%%
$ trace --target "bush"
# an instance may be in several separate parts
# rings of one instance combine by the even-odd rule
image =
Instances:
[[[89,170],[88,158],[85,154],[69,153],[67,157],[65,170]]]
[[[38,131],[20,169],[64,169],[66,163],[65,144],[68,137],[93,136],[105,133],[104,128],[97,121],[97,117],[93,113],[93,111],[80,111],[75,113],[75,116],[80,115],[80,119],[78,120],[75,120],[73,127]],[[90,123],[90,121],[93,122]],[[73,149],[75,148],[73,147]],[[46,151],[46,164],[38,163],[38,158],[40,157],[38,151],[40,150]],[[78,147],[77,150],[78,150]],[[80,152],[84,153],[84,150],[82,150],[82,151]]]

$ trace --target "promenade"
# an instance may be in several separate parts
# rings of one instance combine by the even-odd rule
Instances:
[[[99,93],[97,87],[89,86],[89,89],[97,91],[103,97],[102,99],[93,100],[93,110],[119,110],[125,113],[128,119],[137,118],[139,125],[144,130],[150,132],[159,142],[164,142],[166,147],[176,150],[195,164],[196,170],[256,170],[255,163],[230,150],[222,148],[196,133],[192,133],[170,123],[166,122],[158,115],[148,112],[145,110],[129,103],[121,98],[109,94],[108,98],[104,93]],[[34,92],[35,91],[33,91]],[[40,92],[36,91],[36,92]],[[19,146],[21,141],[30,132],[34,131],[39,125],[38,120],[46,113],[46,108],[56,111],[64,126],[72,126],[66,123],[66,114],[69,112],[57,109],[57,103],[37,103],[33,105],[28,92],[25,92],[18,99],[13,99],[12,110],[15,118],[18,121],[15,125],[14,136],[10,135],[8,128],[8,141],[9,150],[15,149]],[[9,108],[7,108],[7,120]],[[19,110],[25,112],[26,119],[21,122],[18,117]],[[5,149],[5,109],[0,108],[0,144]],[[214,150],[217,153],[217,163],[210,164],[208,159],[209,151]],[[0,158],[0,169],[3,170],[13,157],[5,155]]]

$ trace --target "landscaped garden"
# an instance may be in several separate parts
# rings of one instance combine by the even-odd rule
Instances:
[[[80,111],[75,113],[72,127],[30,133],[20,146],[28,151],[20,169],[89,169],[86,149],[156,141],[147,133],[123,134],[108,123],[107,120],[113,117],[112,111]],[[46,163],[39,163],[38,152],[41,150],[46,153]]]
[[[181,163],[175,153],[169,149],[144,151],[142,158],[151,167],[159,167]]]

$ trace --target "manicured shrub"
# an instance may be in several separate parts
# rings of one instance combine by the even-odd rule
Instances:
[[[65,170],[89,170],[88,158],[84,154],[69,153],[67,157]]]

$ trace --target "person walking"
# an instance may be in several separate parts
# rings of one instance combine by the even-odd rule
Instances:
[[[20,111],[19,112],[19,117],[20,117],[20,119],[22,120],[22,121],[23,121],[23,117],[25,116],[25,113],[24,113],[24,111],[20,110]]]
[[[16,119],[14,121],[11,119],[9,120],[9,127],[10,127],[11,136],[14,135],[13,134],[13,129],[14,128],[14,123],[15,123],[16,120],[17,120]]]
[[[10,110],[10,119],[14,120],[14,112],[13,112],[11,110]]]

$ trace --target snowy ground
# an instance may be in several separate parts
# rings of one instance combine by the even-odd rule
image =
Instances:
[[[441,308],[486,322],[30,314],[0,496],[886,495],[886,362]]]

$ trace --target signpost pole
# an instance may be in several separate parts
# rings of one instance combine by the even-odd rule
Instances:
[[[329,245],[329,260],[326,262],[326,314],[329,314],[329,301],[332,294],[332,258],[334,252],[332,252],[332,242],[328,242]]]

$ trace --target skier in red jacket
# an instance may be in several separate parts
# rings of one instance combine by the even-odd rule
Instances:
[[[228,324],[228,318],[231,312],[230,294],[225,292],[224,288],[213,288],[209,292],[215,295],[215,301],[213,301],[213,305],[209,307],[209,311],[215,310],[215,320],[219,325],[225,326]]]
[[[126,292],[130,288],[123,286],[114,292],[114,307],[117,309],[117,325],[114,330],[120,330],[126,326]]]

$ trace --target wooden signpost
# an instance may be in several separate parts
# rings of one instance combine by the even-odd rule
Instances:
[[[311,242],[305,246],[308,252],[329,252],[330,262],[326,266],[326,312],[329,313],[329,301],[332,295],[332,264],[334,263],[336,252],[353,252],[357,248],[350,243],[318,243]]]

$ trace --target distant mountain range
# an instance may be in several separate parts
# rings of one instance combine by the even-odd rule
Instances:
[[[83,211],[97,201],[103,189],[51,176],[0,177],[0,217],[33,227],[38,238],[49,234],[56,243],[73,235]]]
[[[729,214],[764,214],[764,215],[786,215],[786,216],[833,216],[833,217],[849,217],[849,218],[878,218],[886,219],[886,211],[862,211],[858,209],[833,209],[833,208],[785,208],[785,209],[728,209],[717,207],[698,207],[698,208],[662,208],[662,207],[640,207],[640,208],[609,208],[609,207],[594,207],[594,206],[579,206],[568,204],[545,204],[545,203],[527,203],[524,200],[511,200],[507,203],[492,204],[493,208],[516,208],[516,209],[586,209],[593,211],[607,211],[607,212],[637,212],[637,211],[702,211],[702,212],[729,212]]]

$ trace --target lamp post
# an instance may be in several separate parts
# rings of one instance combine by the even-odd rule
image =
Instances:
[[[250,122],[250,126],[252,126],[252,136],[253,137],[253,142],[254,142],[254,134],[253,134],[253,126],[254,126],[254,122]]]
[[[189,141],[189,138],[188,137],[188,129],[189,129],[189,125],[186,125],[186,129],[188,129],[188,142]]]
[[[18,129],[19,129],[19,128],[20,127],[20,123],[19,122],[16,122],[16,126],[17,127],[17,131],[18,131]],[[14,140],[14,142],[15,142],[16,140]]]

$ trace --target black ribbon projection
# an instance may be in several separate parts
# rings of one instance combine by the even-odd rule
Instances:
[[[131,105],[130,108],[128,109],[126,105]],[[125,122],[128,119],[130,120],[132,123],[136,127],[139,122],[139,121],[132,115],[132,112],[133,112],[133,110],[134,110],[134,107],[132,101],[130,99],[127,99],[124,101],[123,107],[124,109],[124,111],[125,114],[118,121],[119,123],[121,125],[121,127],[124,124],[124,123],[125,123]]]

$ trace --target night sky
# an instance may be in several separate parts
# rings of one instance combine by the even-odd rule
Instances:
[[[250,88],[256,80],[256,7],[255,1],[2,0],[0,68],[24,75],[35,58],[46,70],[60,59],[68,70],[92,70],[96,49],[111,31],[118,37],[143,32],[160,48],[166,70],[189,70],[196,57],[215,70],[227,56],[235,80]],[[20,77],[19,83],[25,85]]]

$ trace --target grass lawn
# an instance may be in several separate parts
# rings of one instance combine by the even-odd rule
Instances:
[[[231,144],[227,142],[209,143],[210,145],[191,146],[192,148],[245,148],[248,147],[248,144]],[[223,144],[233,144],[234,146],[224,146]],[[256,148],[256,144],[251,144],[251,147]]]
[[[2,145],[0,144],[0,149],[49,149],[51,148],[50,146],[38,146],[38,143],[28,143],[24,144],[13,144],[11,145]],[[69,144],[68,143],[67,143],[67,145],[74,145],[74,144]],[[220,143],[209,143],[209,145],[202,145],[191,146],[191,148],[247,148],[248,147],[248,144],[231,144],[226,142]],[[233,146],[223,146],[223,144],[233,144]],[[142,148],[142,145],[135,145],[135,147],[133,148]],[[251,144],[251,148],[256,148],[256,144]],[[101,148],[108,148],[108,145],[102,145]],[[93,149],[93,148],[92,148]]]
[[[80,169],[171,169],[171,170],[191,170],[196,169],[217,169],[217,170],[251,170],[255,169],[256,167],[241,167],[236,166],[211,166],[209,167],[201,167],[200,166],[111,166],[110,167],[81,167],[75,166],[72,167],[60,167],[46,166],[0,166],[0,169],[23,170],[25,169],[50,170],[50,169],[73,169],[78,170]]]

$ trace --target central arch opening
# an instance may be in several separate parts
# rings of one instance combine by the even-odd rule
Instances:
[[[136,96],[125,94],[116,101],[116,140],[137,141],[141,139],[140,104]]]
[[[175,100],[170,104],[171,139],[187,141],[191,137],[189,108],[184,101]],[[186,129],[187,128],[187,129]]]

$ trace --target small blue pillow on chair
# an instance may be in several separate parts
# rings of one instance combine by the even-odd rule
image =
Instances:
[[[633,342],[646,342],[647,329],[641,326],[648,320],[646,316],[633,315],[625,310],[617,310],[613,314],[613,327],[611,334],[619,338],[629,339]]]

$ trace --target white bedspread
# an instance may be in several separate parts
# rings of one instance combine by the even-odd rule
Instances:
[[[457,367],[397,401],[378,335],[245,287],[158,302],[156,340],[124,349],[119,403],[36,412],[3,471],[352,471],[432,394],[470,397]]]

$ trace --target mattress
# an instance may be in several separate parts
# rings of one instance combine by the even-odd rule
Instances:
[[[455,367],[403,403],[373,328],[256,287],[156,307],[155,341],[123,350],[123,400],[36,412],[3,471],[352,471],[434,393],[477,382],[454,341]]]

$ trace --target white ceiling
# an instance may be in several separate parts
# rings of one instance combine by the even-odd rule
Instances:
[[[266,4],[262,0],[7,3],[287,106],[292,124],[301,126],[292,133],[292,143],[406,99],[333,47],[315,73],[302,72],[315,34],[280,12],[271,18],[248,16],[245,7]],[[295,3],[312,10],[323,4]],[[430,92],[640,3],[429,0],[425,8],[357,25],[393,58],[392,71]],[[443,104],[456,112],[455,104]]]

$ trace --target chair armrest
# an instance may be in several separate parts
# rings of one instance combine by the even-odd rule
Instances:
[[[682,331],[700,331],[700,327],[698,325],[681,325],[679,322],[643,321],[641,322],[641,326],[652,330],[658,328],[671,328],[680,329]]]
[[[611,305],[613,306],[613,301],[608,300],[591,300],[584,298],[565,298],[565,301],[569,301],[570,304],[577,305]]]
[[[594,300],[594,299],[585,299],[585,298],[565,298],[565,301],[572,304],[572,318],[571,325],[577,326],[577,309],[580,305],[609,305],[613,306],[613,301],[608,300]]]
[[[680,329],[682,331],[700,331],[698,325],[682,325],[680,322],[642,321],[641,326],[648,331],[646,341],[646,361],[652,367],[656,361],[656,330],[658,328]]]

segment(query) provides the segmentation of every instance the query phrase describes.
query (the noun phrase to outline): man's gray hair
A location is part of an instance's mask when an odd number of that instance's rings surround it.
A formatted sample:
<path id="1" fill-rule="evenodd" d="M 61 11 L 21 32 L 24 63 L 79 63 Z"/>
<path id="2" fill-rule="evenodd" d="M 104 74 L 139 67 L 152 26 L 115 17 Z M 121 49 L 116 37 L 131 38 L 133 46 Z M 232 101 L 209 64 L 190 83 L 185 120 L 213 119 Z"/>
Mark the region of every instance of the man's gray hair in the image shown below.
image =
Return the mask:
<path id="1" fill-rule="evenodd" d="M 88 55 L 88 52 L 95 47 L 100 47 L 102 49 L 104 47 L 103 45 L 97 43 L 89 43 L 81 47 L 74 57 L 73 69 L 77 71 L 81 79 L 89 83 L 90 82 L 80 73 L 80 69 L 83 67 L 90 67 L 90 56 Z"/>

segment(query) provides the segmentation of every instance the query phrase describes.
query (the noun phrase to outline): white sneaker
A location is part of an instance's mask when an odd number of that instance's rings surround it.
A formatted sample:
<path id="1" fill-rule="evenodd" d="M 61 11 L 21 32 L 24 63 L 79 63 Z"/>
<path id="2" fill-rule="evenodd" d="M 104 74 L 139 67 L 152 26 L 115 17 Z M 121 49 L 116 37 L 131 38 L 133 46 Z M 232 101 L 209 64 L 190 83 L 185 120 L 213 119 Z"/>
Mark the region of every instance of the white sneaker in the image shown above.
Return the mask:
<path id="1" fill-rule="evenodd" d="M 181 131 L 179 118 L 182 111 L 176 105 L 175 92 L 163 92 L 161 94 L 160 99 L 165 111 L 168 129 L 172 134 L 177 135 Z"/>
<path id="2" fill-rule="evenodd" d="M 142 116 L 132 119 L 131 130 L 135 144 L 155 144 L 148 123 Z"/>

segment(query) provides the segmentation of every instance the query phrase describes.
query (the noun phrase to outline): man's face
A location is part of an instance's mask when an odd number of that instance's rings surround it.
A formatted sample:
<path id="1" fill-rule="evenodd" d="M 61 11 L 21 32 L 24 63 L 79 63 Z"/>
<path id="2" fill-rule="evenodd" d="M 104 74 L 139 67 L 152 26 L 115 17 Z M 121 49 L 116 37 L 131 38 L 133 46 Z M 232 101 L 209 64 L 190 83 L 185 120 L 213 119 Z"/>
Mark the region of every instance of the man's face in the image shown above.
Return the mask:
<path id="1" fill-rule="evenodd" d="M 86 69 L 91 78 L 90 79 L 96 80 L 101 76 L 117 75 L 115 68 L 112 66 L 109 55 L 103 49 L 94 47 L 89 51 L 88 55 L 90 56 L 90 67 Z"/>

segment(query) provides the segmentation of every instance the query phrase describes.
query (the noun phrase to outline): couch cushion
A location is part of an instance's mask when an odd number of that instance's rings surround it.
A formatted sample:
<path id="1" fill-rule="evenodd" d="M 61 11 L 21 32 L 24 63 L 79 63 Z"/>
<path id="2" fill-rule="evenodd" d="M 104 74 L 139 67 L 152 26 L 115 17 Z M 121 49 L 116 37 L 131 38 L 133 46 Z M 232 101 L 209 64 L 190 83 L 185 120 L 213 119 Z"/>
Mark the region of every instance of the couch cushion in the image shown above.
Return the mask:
%%
DIRECTION: Copy the lines starting at the one containing "--target chair armrest" and ending at the one containing "95 47 L 100", switching "gray hair" to "silver hair" and changing nothing else.

THE ANSWER:
$ trace --target chair armrest
# an instance may be in several separate parts
# rings of one instance combine by the even-odd rule
Instances:
[[[682,331],[700,331],[700,327],[698,325],[681,325],[679,322],[643,321],[641,322],[641,326],[652,330],[658,328],[671,328],[680,329]]]
[[[611,305],[613,306],[613,301],[608,300],[591,300],[584,298],[565,298],[565,301],[569,301],[570,304],[577,305]]]
[[[594,300],[594,299],[585,299],[585,298],[565,298],[565,301],[572,304],[572,318],[571,325],[577,326],[577,309],[580,305],[609,305],[613,306],[613,301],[608,300]]]
[[[680,329],[682,331],[700,331],[698,325],[682,325],[680,322],[642,321],[641,326],[648,331],[646,341],[646,361],[652,367],[656,361],[656,330],[658,328]]]

segment(query) provides the segmentation of every instance the query phrase describes.
query (the noun phrase to outline): man's silver hair
A location is part of an instance's mask when an odd number of that instance's rings surround it.
A formatted sample:
<path id="1" fill-rule="evenodd" d="M 61 11 L 21 32 L 24 63 L 79 63 Z"/>
<path id="2" fill-rule="evenodd" d="M 104 74 L 139 67 L 152 26 L 115 17 Z M 121 49 L 116 37 L 131 38 L 133 46 Z M 232 101 L 209 64 L 190 83 L 185 120 L 213 119 Z"/>
Mark the region of every instance of the man's silver hair in the image shown below.
image =
Return the mask:
<path id="1" fill-rule="evenodd" d="M 88 55 L 88 52 L 95 47 L 100 47 L 102 49 L 104 47 L 103 45 L 97 43 L 89 43 L 81 47 L 74 57 L 73 69 L 77 71 L 81 79 L 89 83 L 90 82 L 80 73 L 80 69 L 83 67 L 90 67 L 90 56 Z"/>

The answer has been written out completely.